◆ DOCUMENT EXCERPT:
──────────────────────────────

Knit a little, read a little, watch a little

Thursday, February 19, 2009

Memes (with bonus commentary)

Yeah, it's been radio silence around here. I know I've said this before when posting a meme, but genuine content will most likely follow in a semi-timely manner. I saw this at Sprite's blog, and couldn't resist.

What Kind of Reader Are You?
Your Result: Dedicated Reader
 

You are always trying to find the time to get back to your book. You are convinced that the world would be a much better place if only everyone read more.

Obsessive-Compulsive Bookworm
 
Literate Good Citizen
 
Book Snob
 
Fad Reader
 
Non-Reader
 
What Kind of Reader Are You?
Quiz Created on GoToQuiz



I used Cliff/Coles Notes twice in high school: "Oliver Twist", because we didn't read the whole book (whoever thought reading Chapters 1,3,5,9,... skip the section where Oliver is rescued and figure out who these new people are on the fly should be forced to read nothing but bad Harlequin romances) and "Vanity Fair", because I read 30 pages a night to get through that bloody thing, and I couldn't remember what happened at the beginning by the time I got to the end. My answer for the set question was the last one - every other list I was missing something ("The Name of the Rose"; "Moby Dick" and "Great Expectations"; "War and Peace", "Silas Marner" and "To The Lighthouse").

And now for the book laundry list (bold for read, italics for want to read):

1) Pride and Prejudice by Jane Austen
2) The Lord of the Rings by J. R. R. Tolkien (I quit somewhere in the middle of the last book)
3) Jane Eyre by Charlotte Bronte
4) Harry Potter series by J. K. Rowling
5) To Kill a Mockingbird by Harper Lee
6) The Bible
7) Wuthering Heights by Emily Bronte
8) Nineteen Eighty Four by George Orwell
9) His Dark Materials by Philip Pullman (Read the first two, never got around to the third, although I liked the first two)
10) Great Expectations by Charles Dickens
11) Little Women by Louisa May Alcott
12) Tess of the D’Urbervilles by Thomas Hardy
13) Catch 22 by Joseph Heller
14) Complete Works of Shakespeare (Only the 4 I read in school - I have issues with just reading plays.)
15) Rebecca by Daphne Du Maurier
16) The Hobbit by J. R. R. Tolkien
17) Birdsong by Sebastian Faulks (I own it, but I’m not sure if I’ll ever read it.)

──────────────────────────────

◆ WRITTEN EXERCISE 1:
In the records below, turn the stretch from the line containing "[seg] **metal railing**" through the line containing "196 L 28 196" into a numbered list, leaving out any blank lines.

──────────────────────────────

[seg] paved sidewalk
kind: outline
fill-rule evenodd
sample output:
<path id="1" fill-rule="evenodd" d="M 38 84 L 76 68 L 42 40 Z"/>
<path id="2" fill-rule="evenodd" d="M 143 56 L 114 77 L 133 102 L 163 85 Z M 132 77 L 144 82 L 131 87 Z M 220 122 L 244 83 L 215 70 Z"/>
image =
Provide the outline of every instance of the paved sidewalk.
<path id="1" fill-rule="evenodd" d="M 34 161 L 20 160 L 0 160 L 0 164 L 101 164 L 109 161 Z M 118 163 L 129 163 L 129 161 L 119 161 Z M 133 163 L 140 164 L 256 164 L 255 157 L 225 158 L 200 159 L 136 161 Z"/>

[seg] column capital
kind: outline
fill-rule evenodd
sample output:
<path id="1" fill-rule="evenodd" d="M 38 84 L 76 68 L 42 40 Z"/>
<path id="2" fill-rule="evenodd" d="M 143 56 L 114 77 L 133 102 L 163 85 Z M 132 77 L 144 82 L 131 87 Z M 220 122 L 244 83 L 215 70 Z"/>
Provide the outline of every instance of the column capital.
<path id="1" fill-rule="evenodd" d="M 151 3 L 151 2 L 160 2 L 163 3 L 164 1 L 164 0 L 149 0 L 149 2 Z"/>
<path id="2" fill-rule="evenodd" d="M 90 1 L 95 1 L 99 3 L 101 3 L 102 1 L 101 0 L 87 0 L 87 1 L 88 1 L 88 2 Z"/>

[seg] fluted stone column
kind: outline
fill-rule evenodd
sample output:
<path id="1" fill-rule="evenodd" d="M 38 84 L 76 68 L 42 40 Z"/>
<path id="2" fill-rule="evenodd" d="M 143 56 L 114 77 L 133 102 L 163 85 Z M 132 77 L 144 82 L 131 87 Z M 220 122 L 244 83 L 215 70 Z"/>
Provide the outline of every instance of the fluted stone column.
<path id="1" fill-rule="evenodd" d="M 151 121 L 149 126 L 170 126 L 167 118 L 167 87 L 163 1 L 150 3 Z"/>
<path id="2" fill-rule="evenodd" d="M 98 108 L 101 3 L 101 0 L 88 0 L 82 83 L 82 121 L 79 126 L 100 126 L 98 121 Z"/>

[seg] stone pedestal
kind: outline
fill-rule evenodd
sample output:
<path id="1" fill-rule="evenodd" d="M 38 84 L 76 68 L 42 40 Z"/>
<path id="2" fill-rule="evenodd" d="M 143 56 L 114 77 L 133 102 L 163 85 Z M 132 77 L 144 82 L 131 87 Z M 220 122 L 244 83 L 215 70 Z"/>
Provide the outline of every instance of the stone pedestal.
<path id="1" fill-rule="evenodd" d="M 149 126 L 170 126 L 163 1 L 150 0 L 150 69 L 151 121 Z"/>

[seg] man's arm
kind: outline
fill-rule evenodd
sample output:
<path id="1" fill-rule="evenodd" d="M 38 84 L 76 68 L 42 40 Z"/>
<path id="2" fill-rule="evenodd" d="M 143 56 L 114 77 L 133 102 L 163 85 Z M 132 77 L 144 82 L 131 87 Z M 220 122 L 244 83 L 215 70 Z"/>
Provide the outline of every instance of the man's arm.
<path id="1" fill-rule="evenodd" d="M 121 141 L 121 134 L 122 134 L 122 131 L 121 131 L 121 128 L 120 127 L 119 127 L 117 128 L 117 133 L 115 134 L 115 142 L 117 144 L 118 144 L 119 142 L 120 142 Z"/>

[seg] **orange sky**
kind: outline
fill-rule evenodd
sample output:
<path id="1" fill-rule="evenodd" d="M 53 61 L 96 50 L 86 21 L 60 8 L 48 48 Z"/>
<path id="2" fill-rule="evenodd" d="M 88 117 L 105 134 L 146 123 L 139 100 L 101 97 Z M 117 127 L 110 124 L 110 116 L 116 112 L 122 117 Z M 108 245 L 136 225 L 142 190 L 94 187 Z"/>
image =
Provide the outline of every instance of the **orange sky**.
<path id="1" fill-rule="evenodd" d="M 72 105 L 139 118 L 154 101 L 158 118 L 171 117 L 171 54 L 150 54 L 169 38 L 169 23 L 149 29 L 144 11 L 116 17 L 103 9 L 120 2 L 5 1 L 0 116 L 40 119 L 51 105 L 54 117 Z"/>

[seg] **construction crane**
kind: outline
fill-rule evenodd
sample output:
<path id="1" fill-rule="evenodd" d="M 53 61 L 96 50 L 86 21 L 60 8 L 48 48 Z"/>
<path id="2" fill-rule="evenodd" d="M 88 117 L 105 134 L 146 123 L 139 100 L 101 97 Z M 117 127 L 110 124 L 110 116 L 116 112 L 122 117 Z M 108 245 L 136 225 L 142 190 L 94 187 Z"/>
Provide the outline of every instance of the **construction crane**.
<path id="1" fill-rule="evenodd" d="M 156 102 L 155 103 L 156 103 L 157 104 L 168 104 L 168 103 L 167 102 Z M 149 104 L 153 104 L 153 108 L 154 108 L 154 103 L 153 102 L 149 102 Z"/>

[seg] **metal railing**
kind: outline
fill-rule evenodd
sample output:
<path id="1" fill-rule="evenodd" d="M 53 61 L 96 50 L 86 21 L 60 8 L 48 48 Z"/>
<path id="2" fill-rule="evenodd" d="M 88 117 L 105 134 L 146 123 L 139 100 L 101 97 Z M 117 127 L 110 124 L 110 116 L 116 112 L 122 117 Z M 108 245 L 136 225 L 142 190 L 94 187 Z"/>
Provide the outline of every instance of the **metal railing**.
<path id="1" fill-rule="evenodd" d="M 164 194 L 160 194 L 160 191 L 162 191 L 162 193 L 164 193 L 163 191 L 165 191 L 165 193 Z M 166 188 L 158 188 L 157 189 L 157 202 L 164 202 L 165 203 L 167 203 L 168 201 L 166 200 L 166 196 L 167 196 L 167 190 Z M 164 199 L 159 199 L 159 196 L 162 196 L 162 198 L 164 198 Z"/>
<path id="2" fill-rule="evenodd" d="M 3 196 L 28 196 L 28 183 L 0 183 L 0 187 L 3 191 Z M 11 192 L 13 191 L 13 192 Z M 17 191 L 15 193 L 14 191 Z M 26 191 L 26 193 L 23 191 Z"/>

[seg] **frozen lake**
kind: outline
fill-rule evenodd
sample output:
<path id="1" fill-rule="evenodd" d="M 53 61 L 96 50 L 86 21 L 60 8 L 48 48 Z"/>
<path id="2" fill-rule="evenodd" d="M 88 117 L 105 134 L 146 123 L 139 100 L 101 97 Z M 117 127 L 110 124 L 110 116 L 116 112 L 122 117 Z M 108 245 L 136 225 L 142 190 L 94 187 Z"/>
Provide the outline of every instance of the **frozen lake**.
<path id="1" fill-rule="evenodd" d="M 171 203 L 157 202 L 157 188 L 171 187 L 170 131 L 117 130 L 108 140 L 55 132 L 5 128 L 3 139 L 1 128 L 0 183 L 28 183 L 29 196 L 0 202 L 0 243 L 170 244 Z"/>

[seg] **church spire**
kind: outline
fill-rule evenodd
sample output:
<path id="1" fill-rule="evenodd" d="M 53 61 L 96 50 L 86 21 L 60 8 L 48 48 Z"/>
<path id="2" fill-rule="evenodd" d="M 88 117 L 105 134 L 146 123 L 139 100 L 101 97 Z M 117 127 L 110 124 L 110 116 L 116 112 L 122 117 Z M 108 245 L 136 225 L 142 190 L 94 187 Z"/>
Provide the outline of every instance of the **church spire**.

──────────────────────────────

◆ WRITTEN EXERCISE 2:
From the blog post about reading, copy the stretch from "3) Jane Eyre" through "the first two)" word for word.

◆ CORRECT ANSWER 1:
1. [seg] **metal railing**
2. kind: outline
3. fill-rule evenodd
4. sample output:
5. <path id="1" fill-rule="evenodd" d="M 53 61 L 96 50 L 86 21 L 60 8 L 48 48 Z"/>
6. <path id="2" fill-rule="evenodd" d="M 88 117 L 105 134 L 146 123 L 139 100 L 101 97 Z M 117 127 L 110 124 L 110 116 L 116 112 L 122 117 Z M 108 245 L 136 225 L 142 190 L 94 187 Z"/>
7. Provide the outline of every instance of the **metal railing**.
8. <path id="1" fill-rule="evenodd" d="M 164 194 L 160 194 L 160 191 L 162 191 L 162 193 L 164 193 L 163 191 L 165 191 L 165 193 Z M 166 188 L 158 188 L 157 189 L 157 202 L 164 202 L 165 203 L 167 203 L 168 201 L 166 200 L 166 196 L 167 196 L 167 190 Z M 164 199 L 159 199 L 159 196 L 162 196 L 162 198 L 164 198 Z"/>
9. <path id="2" fill-rule="evenodd" d="M 3 196 L 28 196 L 28 183 L 0 183 L 0 187 L 3 191 Z M 11 192 L 13 191 L 13 192 Z M 17 191 L 15 193 L 14 191 Z M 26 191 L 26 193 L 23 191 Z"/>

◆ CORRECT ANSWER 2:
3) Jane Eyre by Charlotte Bronte
4) Harry Potter series by J. K. Rowling
5) To Kill a Mockingbird by Harper Lee
6) The Bible
7) Wuthering Heights by Emily Bronte
8) Nineteen Eighty Four by George Orwell
9) His Dark Materials by Philip Pullman (Read the first two, never got around to the third, although I liked the first two)